YOUR OBJECTIVE: Go through the data below and copy each line where the word "sign" occurs.

EXERCISE MATERIALS:
* * * * * * * * *

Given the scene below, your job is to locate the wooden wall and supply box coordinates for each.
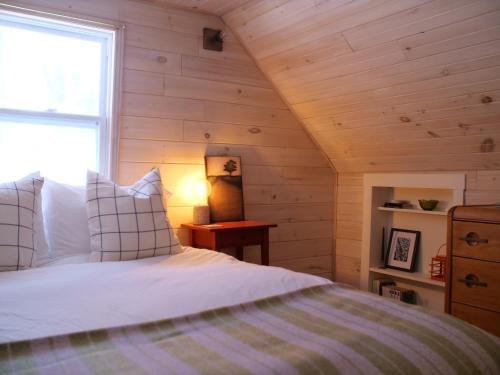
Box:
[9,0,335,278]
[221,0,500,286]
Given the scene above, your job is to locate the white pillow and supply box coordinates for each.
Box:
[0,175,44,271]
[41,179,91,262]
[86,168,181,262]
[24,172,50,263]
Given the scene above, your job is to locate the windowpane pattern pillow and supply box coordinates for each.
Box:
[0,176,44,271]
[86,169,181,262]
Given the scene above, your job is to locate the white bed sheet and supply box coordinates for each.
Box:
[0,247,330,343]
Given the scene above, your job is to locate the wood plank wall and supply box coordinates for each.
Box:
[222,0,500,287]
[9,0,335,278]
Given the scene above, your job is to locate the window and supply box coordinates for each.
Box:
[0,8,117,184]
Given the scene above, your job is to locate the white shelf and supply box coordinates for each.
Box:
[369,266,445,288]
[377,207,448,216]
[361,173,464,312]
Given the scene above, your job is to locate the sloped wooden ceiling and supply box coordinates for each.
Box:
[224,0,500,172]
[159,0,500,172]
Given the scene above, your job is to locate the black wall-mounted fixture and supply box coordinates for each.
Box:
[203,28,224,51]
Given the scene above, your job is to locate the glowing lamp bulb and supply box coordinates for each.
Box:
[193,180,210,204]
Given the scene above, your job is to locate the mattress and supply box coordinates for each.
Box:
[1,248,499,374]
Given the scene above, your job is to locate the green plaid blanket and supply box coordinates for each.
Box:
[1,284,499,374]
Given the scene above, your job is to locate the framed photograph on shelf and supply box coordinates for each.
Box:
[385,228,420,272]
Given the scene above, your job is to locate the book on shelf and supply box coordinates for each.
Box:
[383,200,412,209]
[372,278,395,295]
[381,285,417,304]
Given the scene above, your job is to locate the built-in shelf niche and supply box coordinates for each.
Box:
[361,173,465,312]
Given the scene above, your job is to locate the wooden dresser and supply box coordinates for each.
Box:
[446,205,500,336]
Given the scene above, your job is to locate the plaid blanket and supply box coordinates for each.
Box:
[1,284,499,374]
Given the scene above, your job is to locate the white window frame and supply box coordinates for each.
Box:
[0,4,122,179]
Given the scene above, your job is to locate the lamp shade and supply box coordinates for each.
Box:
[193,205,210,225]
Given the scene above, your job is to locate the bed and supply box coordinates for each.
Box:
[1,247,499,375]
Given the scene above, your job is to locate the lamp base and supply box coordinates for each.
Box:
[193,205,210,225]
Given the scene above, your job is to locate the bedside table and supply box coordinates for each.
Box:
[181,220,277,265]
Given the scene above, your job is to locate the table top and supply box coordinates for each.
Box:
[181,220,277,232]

* * * * * * * * *

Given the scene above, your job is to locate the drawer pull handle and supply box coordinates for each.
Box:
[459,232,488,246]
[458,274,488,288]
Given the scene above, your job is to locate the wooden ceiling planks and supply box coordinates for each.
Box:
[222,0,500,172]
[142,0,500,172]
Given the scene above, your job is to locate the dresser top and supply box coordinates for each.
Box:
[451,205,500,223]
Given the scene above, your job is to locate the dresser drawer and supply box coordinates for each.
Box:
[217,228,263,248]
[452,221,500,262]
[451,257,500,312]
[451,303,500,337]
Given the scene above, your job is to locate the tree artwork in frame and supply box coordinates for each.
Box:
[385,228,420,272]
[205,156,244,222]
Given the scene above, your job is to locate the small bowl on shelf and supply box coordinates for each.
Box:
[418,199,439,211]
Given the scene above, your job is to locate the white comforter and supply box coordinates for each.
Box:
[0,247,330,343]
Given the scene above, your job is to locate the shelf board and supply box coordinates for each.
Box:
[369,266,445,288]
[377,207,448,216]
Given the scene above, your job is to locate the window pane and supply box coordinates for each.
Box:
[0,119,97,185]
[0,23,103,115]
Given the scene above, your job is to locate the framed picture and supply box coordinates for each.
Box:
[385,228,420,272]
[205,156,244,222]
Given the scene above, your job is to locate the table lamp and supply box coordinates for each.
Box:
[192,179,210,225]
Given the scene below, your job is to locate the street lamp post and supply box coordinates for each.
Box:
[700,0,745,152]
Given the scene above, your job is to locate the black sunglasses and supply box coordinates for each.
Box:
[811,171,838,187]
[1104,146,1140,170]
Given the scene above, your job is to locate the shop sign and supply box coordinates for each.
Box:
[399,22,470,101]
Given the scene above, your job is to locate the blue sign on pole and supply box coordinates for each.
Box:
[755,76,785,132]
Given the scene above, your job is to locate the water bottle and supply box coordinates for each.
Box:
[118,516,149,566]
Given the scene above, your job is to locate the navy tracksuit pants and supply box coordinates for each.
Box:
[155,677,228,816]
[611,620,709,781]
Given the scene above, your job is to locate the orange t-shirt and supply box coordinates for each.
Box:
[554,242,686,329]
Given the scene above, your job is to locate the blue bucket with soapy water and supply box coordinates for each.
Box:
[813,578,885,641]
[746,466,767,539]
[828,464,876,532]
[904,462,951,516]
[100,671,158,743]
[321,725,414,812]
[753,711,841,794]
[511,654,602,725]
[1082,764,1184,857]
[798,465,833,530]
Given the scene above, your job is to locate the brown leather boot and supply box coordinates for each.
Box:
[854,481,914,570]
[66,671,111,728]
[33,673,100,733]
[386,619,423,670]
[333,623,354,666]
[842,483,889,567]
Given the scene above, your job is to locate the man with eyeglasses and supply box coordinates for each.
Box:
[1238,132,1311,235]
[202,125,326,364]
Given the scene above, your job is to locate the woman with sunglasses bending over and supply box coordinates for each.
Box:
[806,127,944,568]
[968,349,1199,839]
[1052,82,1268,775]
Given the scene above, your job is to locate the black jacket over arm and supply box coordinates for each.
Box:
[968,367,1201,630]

* * * * * * * * *

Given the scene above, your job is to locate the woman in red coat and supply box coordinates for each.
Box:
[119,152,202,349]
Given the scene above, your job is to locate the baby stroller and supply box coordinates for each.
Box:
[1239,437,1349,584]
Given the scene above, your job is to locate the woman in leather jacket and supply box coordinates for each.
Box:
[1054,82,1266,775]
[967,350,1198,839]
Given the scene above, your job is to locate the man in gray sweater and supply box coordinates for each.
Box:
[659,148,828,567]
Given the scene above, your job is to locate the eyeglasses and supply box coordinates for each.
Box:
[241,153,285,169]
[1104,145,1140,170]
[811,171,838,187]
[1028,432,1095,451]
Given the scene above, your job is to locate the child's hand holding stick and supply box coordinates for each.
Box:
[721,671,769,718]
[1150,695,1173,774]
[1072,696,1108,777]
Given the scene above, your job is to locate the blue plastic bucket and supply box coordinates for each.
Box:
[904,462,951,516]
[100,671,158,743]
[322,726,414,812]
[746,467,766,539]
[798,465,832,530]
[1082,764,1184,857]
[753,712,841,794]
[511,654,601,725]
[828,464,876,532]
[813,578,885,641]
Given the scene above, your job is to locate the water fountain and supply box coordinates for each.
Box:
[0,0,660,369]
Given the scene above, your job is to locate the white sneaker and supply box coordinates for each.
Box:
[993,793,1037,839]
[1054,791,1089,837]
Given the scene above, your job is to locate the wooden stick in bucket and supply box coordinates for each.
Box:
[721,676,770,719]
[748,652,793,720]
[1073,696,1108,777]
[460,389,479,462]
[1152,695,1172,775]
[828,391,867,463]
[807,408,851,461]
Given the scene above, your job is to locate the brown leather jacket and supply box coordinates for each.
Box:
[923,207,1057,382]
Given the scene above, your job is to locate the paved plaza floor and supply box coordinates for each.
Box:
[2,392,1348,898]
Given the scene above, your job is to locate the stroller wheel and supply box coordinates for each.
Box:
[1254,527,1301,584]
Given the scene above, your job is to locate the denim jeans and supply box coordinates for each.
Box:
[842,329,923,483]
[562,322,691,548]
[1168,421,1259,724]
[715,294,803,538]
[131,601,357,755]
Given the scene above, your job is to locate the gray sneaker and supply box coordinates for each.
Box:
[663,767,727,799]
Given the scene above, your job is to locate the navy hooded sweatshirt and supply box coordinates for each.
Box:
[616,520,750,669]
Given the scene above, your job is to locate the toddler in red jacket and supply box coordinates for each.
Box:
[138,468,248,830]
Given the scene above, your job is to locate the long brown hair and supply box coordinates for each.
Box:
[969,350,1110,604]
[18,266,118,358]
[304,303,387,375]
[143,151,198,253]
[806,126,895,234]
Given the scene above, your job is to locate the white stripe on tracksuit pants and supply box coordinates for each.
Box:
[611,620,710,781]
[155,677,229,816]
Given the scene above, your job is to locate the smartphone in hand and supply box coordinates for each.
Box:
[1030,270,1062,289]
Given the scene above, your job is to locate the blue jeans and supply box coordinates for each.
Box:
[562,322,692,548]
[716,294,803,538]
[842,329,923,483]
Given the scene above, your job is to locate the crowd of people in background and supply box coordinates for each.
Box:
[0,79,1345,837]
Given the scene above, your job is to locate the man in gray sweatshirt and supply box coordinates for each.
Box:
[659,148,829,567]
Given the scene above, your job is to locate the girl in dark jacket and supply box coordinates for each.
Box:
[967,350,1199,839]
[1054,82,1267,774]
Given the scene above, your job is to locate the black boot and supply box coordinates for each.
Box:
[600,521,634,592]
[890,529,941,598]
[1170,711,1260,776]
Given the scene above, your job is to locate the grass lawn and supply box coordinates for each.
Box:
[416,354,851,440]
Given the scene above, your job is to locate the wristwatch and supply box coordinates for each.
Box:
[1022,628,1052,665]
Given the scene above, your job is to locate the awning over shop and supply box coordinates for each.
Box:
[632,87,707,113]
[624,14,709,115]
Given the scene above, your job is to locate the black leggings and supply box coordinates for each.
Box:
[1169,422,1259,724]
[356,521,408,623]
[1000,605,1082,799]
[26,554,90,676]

* * * * * * * * *

EXERCISE OUTPUT:
Given the scene above, your job is to locate the shop sign and supply box coordinates for each.
Given the scene above, your job is to locate the blue sign on pole and supply box coordinates for each.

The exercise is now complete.